> **Work task**
Leave no line out; reproduce the listing exactly.

=== Records provided ===

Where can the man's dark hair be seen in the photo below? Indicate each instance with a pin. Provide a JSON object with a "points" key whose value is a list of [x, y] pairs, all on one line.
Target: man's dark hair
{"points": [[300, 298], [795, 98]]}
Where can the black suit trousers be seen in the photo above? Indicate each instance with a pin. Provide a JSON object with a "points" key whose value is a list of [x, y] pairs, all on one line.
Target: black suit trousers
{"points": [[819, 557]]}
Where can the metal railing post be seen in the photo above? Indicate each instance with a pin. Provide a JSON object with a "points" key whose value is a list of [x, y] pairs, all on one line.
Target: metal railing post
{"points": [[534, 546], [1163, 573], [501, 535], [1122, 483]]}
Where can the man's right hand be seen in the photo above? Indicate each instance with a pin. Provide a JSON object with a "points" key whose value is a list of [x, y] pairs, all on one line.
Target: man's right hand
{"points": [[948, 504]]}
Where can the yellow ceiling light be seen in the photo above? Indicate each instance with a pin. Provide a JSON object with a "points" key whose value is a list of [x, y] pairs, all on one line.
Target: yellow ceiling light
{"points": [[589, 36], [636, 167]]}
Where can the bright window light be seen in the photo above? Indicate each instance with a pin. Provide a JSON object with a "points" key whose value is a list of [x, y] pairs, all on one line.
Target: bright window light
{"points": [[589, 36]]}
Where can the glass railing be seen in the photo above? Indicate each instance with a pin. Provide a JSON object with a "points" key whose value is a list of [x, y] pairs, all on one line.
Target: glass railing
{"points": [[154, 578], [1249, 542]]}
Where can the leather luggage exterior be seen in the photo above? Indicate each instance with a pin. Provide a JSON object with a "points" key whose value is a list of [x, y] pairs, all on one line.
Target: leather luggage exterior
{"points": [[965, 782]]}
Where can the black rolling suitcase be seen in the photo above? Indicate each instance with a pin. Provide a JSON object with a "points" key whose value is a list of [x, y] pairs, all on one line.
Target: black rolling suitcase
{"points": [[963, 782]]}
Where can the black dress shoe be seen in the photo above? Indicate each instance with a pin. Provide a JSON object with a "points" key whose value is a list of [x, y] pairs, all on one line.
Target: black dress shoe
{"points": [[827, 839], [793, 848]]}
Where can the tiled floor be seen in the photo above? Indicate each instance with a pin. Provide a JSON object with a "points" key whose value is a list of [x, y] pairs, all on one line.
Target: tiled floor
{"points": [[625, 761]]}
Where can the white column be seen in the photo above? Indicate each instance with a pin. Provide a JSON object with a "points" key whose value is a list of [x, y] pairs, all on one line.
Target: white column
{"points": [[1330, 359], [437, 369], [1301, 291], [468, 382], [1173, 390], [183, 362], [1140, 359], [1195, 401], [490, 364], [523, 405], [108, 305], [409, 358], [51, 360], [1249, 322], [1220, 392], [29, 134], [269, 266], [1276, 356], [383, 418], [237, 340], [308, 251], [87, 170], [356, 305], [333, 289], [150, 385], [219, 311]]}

===

> **Task answer**
Where can the man's dark hair be seen in the photo below? Indicate each instance with a pin. Provide a JSON object with a "points" key whose value is a list of [x, y] pairs, all on one line.
Target: man's dark hair
{"points": [[300, 298], [795, 98]]}
Where can the black suit trousers be seen in the photo above? Indicate each instance with a pin. Provide a JSON object with a "points" key whose value is a list of [x, y] pairs, all on one line.
Target: black suit trousers
{"points": [[819, 557]]}
Where can the metal railing post be seen in the photo above? Indicate each instance with a pin. Provide a JSON object with a "points" key whose value is a list of [x, y] pairs, all on one line.
Target: metal railing post
{"points": [[534, 546], [1163, 573], [501, 535], [1122, 483]]}
Where can the man's right hand be seen in the photo above? Indicate each instance with a pin. Provide a JSON object with a "points" key whose value is a list of [x, y] pairs, all on one line.
Target: man's right hand
{"points": [[948, 504]]}
Where can the yellow ceiling light be seen in the photo above? Indicate each instance with a pin. Provide a JSON object with a "points" key whose value is a list of [x, y] pairs, all on one line.
Target: yellow ceiling light
{"points": [[589, 36], [636, 167]]}
Where can the bright window light be seen in the photo above? Indicate each instance with a pin. Provide a JSON object with a "points" key whose value is a list of [x, y] pairs, all on one line.
Target: bright window light
{"points": [[589, 36]]}
Where can the glass railing be seen in the photo above? Indicate each instance with a pin. Provide a JSON object with a "points" key whose value is a list of [x, y] pairs, all on one line.
Target: glass railing
{"points": [[154, 578], [1249, 542]]}
Where can the leather luggage exterior be seen in the photo above? Indicate each instance with a pin. Provide a JSON object with a "points" key whose value is a list of [x, y] pairs, all on one line.
Target: leather luggage exterior
{"points": [[965, 782]]}
Where can the black rolling suitcase be seen in the photo above? Indicate each instance with a pin. Provide a JSON object with a "points" key whose value is a list of [x, y] pairs, all on one line.
Target: black rolling suitcase
{"points": [[963, 782]]}
Where can the black dress shoe be seen in the photo above? Indicate each instance with a pin. Provide a JSON object with a "points" key whose value is a list of [x, y] pairs, all on one line.
Target: black dress shoe
{"points": [[827, 839], [793, 848]]}
Where can the tiled floor be seen in the photo above? Indicate each instance with a pin. Provide a JSON object with a "points" key whose value is a list of [x, y] pairs, all on one line.
Target: tiled floor
{"points": [[625, 761]]}
Where can the white column be seen in the photo above? Indicate each instance with a pin. Provide a JSON object with a "points" key whose value is a list of [x, y] pairs, all on one line.
Target: white column
{"points": [[1330, 359], [437, 369], [1301, 291], [468, 382], [1173, 390], [183, 362], [1140, 359], [1195, 401], [490, 364], [523, 405], [108, 305], [409, 358], [51, 360], [1249, 322], [1220, 392], [29, 134], [269, 266], [1276, 356], [383, 418], [237, 340], [308, 251], [87, 170], [356, 305], [333, 289], [150, 385], [219, 311]]}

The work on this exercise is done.